- CHALLENGE -
Rewrite the data below, changing every "Indicate" to "Mark" and keeping everything else the same. Leave the pictures out.

--- start EXCERPTED RECORDS ---

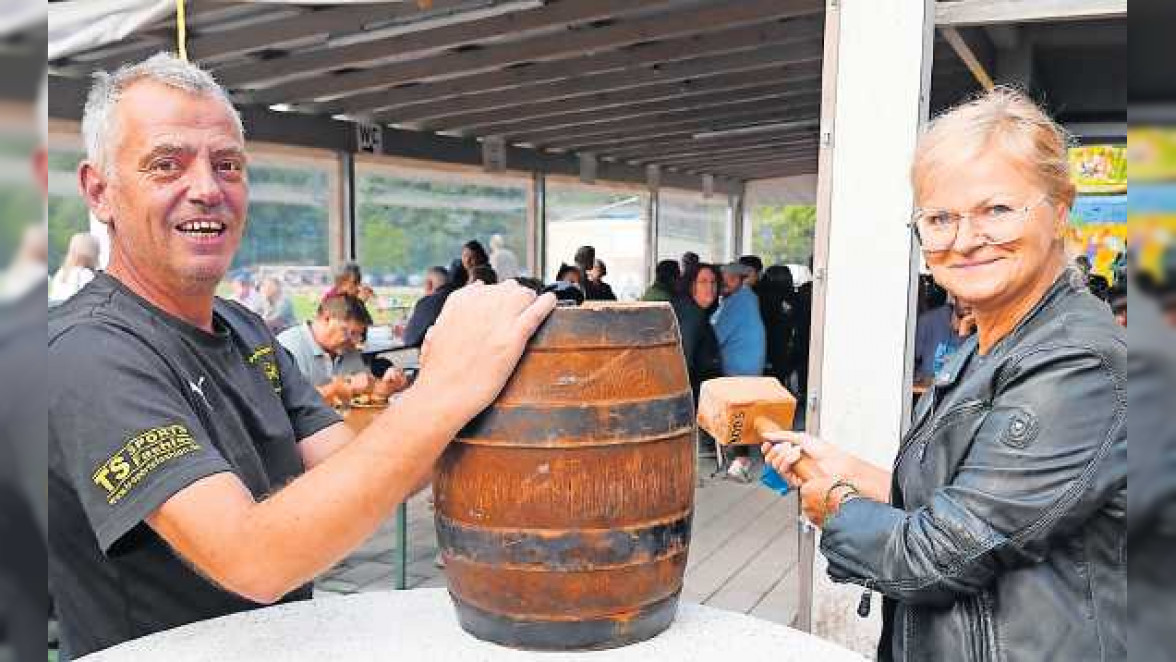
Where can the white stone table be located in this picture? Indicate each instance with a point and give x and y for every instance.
(422, 627)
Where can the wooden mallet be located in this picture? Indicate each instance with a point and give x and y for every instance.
(741, 410)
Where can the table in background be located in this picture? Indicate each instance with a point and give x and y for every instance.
(421, 626)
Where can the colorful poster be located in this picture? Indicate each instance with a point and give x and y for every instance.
(1151, 153)
(1098, 168)
(1153, 226)
(1098, 231)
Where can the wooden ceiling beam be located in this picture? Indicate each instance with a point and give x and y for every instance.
(637, 118)
(749, 113)
(612, 144)
(802, 57)
(721, 152)
(543, 47)
(709, 54)
(407, 45)
(770, 86)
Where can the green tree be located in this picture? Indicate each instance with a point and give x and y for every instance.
(783, 234)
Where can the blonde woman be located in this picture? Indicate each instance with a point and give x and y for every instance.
(77, 269)
(999, 533)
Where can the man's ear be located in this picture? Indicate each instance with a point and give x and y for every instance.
(95, 191)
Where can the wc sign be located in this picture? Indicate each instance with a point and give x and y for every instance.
(369, 138)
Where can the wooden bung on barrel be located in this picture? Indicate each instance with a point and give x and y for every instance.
(563, 510)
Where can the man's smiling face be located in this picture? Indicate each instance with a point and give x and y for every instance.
(175, 187)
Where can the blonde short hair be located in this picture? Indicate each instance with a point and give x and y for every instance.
(1002, 119)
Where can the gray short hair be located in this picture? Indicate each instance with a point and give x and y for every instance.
(98, 126)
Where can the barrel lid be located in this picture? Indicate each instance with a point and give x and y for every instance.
(608, 323)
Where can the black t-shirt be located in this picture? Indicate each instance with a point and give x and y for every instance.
(142, 405)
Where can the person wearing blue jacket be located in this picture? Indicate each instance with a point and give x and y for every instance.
(742, 343)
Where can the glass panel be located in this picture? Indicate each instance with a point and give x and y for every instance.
(287, 235)
(613, 220)
(411, 218)
(782, 234)
(688, 221)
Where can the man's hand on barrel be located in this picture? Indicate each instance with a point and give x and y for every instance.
(476, 342)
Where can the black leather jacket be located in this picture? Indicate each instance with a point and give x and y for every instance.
(1006, 535)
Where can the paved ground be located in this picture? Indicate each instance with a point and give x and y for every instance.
(742, 552)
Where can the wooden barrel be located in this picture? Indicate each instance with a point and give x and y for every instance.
(563, 510)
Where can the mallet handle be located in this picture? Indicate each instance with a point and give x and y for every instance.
(806, 467)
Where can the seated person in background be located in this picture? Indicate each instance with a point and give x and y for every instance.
(473, 254)
(585, 261)
(502, 259)
(483, 273)
(666, 276)
(326, 350)
(756, 269)
(776, 299)
(700, 346)
(569, 274)
(349, 280)
(276, 309)
(438, 287)
(244, 292)
(688, 263)
(939, 333)
(458, 274)
(77, 269)
(596, 275)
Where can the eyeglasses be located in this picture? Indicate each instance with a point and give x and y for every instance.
(936, 229)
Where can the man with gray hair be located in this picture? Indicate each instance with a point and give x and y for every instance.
(193, 470)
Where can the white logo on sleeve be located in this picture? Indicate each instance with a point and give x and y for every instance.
(199, 389)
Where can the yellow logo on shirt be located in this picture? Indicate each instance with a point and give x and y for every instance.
(266, 358)
(141, 455)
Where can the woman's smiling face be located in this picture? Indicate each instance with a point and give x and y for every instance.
(974, 268)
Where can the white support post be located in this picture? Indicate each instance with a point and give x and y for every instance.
(875, 99)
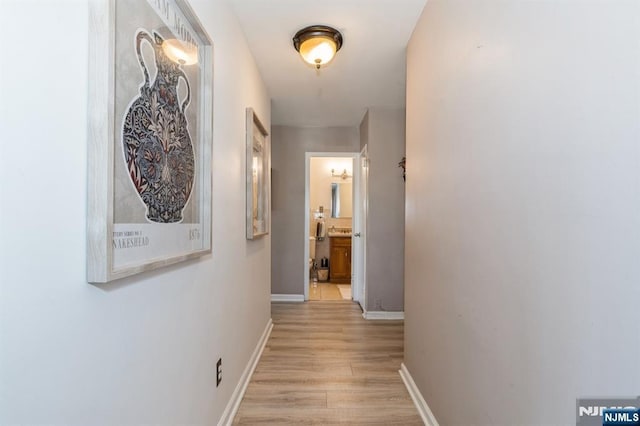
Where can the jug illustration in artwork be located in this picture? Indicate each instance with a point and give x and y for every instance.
(157, 146)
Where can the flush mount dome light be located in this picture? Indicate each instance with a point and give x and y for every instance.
(317, 44)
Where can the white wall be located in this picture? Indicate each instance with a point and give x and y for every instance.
(523, 208)
(143, 349)
(385, 139)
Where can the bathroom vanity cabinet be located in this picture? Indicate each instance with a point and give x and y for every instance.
(340, 260)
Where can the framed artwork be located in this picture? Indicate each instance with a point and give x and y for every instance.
(150, 134)
(258, 181)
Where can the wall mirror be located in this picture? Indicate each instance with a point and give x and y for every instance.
(341, 200)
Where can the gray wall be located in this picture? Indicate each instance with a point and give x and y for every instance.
(141, 350)
(523, 208)
(288, 230)
(383, 130)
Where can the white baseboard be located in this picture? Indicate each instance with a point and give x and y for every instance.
(287, 297)
(376, 315)
(425, 412)
(232, 407)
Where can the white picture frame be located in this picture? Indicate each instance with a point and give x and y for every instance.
(258, 171)
(149, 137)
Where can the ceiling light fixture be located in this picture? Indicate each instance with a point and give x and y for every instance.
(344, 175)
(317, 44)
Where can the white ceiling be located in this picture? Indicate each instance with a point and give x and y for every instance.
(368, 71)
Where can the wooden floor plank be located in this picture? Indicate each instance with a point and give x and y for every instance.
(324, 364)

--- end EXCERPTED RECORDS ---

- RESPONSE FOR THIS EXERCISE -
Where can the white stone table be located in this picture? Mark each instance with a point and give x and y for every instance.
(422, 627)
Where can the wooden mallet be located in this picture? Mark each instance with a point and give x and y for every instance.
(741, 410)
Where can the table in background be located in this picture? Mark each instance with a point and give x and y for every instance.
(421, 626)
Where can the colorful poster be located in this picture? Mark each instance with a point and give x and y for every instance.
(1151, 153)
(1098, 168)
(1153, 226)
(1098, 231)
Where can the wooden ceiling beam be located in this picture? Mark each instance with a point and give x and y for every instance.
(637, 118)
(749, 113)
(612, 144)
(802, 57)
(721, 152)
(543, 47)
(709, 54)
(407, 45)
(770, 86)
Where can the green tree be located in this picture? Mark each instance with a point and give x and y for every instance.
(783, 234)
Where can the blonde woman be located in this picture? Mark each instance with a point and give x and y for every instance.
(77, 269)
(999, 533)
Where can the man's ear be located in this picture? Mark each instance with a point and give x and y for every instance.
(95, 191)
Where can the wc sign be located in this picture? Mark each instance with a point and give x and y for every instance.
(369, 138)
Where can the wooden bung on barrel be located in this picture? Mark each instance with a point and give x and y for every instance.
(563, 510)
Where can the man's smiling face be located in this picture? Mark each instance with a point and give x and y for every instance.
(175, 187)
Where can the blonde short hair be located in this picture? Mark each instance with a point and give x and y for every instance.
(1002, 119)
Where can the gray short hair be located in this picture? Mark each instance with a point and give x and y for every instance.
(98, 126)
Where can the barrel lid be located in this picture? Mark each instance with a point and give x and y for every instance.
(608, 323)
Where can the black t-shirt be located in this picture? Mark each instance with a point and give x and y for every instance.
(142, 405)
Where can the person wearing blue jacket be located in this picture? Mark each instance with a point and give x and y for every instance.
(742, 343)
Where can the glass panel be located in this picture? Mark each instance with a point and give x and y for every instance.
(287, 235)
(613, 220)
(411, 218)
(782, 234)
(688, 221)
Where can the man's hand on barrel be located in this picture? Mark each instance with a point and give x and y for every instance.
(476, 342)
Where can the black leather jacket be located in this picture? Mark each instance with a point and give x and y for every instance.
(1006, 535)
Where can the paved ground be located in this picture? Mark each instance with a point and give x and y for every instance.
(742, 552)
Where can the wooden barrel be located in this picture? Mark each instance with a point and give x and y for every instance.
(563, 510)
Where can the mallet handle be located in this picture? Mark each instance with a point and give x and y for every instance.
(806, 467)
Where can the seated person in background be located in this picture? Mark each instance with a point and give x and y for every instance.
(473, 254)
(585, 261)
(502, 259)
(483, 273)
(666, 276)
(326, 350)
(756, 269)
(776, 299)
(700, 346)
(569, 274)
(349, 280)
(276, 309)
(438, 287)
(244, 292)
(688, 263)
(939, 333)
(458, 274)
(77, 269)
(596, 275)
Where can the eyeglasses be located in this picture? Mark each instance with a point and give x and y for every instance.
(936, 229)
Where can the man with gray hair be located in this picture? Mark each instance with a point and give x and y for every instance.
(193, 470)
Where can the white logo on sleeve be located in this picture? Mark each instance with a point and give x and y for every instance.
(199, 389)
Where can the yellow logo on shirt be located in this picture? Mark each instance with a point and give x and y for every instance.
(266, 358)
(141, 455)
Where can the woman's smiling face be located in this picture? Mark each instance with a point and give x and y for every instance.
(974, 268)
Where can the white support post be located in this picture? Mark each instance with a point and give x and y for every instance.
(875, 99)
Where can the jug illustration in artwork be located in this picture? Mark each instance with a point and give x and y for every instance.
(157, 146)
Where can the flush mount dome light be located in this picture? Mark each instance with a point and give x and y for every instance.
(317, 44)
Where can the white wall be located in this picture? Mark each instance with a point and give x and y for every instance.
(523, 208)
(143, 349)
(385, 139)
Where can the bathroom vanity cabinet be located in this picture? Mark each instance with a point and give x and y for every instance.
(340, 260)
Where can the framed artwork be located in this picture? Mark each instance with a point and give x and y for every instance.
(150, 134)
(258, 181)
Where can the wall mirror be located in this picture? Mark each instance with a point and give x and y for every instance.
(341, 200)
Where can the gray wall be located in this picture? Mark each instance with a point and give x and y for every instance.
(141, 350)
(523, 208)
(288, 230)
(383, 130)
Where can the white baseboard be located in this picture? Mark each instance with a point and give x and y for every instance.
(287, 297)
(376, 315)
(425, 412)
(232, 407)
Where can the white picture frame be located in this picture? Mark each instance with a point and give x and y for every instance.
(258, 171)
(149, 137)
Where can the ceiling light fixture be located in this picture? Mark each instance with a point and give x and y for every instance.
(344, 175)
(317, 44)
Where can the white ceiling be located in this picture? Mark each instance with a point and give x and y for every instance.
(368, 71)
Where can the wooden floor plank be located in this picture? Mark each instance with a point and give x and y for every instance.
(324, 364)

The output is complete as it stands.